Studio album by Lightnin' Hopkins
- Released: 1972
- Recorded: May 20 and December 8, 1969
- Studio: Sierra Sound Laboratories and Chris Strachwitz' House, Berkeley, CA
- Genre: Blues
- Length: 40:37
- Label: Arhoolie 1063
- Producer: Chris Strachwitz

Lightnin' Hopkins chronology
| In the Key of Lightnin' (2002) | Lightning Hopkins in Berkeley (1972) | Po' Lightnin' (1983) |

= Lightning Hopkins in Berkeley =

Lightning Hopkins in Berkeley is an album by blues musician Lightnin' Hopkins recorded in California in 1969 and originally released on the Arhoolie label in 1972. The original LP featured one side of previously unreleased recordings and the other six track which were originally released on Lightnin'!.

* _Information supplied_

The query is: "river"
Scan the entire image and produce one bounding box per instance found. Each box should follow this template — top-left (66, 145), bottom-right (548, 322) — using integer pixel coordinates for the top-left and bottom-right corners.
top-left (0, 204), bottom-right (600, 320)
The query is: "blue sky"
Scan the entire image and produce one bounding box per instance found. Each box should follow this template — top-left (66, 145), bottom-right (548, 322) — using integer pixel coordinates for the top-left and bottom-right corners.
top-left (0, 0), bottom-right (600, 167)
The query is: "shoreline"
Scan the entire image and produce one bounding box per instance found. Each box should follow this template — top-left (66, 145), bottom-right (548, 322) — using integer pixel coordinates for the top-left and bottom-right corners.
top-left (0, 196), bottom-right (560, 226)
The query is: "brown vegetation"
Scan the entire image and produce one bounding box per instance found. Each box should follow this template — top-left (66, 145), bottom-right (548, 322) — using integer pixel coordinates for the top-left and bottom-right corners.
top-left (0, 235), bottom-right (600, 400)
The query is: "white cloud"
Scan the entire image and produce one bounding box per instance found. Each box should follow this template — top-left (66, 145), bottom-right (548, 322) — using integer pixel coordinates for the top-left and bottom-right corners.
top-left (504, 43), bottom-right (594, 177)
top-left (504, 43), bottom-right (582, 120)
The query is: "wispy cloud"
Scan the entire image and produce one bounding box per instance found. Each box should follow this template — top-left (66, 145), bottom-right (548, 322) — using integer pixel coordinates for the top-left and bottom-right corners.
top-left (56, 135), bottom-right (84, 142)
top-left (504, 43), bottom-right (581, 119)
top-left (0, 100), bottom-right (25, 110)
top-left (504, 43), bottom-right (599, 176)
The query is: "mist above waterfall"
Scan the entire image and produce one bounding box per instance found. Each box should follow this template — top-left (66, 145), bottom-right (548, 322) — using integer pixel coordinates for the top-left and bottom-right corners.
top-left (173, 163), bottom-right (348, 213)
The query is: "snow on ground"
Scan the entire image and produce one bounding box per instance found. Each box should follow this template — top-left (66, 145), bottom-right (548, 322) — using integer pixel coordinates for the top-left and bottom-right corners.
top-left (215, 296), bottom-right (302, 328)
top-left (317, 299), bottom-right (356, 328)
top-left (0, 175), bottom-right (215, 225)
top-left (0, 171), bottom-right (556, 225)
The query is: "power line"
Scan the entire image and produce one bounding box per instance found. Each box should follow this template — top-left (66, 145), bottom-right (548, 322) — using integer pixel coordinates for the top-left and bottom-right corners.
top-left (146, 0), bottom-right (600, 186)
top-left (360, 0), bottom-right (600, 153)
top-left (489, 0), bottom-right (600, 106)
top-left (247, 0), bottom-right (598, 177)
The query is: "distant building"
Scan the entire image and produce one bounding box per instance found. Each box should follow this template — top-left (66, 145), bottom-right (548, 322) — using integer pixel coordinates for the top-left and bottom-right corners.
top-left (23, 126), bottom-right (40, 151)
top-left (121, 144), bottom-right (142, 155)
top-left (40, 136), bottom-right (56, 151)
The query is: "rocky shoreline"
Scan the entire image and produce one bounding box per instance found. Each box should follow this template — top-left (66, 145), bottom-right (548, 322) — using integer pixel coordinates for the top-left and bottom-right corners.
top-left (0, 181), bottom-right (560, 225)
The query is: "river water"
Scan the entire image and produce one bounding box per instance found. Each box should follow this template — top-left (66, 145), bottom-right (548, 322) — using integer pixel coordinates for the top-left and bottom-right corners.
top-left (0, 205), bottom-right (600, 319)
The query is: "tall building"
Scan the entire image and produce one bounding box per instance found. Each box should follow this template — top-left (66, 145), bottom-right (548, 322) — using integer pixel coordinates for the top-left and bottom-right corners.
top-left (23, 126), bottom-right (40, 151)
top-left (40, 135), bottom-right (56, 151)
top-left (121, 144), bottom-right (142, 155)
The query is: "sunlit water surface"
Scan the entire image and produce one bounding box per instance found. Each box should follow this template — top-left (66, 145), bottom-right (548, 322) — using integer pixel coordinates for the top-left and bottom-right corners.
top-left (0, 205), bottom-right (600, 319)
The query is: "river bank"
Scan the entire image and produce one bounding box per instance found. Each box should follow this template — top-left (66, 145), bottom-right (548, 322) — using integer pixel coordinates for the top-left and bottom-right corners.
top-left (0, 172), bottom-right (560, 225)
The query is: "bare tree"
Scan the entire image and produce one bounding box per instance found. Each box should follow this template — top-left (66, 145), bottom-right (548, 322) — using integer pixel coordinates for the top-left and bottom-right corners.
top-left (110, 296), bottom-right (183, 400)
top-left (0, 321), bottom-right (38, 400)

* _Given task_
According to the album page, at which studios was Lightning Hopkins in Berkeley recorded? The data has no role in what follows.

* _Final answer_
It was recorded at Sierra Sound Laboratories and Chris Strachwitz' House in Berkeley, CA.